[Rows from a dataset]
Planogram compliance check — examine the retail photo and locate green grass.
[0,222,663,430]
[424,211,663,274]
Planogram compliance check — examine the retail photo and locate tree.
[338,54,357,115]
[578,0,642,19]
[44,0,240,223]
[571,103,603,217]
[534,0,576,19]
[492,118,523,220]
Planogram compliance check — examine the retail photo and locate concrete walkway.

## Stated problem
Update the lines by changing "locate" to "find" everywhere it appears, keeping everything else the same.

## Response for this exercise
Planogram compliance check — examine the retail photo and find green grass.
[0,222,663,430]
[424,211,663,274]
Planogram compliance check — examine the retail photo and find tree.
[338,54,357,115]
[578,0,642,19]
[44,0,240,223]
[571,103,603,217]
[534,0,576,19]
[492,118,523,220]
Planogram compliance check — examine the retail photo and find concrete walkway.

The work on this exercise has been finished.